[TASK DETAILS] Copy word for word, please, the lines of the entries below running from the one containing "Target: twig" to the one containing "Target: bird's head", both ends included.

[EXERCISE INPUT]
%%
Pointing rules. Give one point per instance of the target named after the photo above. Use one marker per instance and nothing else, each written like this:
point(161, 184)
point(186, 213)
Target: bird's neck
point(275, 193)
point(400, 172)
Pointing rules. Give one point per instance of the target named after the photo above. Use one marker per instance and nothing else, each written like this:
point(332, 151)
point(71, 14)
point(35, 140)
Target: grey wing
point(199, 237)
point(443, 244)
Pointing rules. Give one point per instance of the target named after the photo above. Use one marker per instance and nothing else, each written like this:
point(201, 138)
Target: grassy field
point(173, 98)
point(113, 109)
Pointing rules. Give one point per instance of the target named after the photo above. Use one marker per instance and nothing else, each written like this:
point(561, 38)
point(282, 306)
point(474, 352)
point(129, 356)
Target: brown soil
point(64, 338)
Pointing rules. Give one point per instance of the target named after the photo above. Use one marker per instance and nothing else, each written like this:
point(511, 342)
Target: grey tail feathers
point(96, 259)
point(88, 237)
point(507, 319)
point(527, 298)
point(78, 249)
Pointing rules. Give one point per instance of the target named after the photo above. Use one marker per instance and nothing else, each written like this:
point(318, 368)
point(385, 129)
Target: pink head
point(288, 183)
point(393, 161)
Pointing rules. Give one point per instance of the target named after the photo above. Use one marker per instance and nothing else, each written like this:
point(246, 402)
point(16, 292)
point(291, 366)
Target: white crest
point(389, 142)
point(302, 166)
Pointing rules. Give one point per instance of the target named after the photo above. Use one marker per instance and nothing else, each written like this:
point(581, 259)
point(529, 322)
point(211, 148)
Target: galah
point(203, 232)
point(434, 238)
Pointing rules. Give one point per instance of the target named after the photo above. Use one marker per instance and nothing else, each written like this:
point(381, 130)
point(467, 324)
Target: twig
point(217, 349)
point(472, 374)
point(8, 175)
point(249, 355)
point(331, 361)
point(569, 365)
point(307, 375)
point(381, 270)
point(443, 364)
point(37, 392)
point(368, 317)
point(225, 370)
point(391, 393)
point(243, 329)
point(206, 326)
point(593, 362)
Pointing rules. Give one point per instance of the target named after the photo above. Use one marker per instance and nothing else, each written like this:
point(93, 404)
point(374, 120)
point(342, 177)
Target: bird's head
%%
%%
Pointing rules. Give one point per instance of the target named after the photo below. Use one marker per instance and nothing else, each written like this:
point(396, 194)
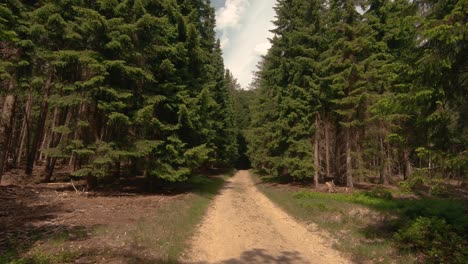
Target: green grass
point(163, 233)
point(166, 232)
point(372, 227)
%%
[TASK RESULT]
Target: twig
point(217, 349)
point(472, 374)
point(8, 175)
point(249, 355)
point(331, 361)
point(569, 365)
point(307, 375)
point(381, 270)
point(443, 364)
point(37, 392)
point(368, 317)
point(225, 370)
point(391, 393)
point(243, 329)
point(206, 326)
point(593, 362)
Pointing rules. Give one point per instance of the target named after the photo above. Use one marker per instance and nothing else, each written like this:
point(93, 404)
point(374, 120)
point(342, 177)
Target: bird's head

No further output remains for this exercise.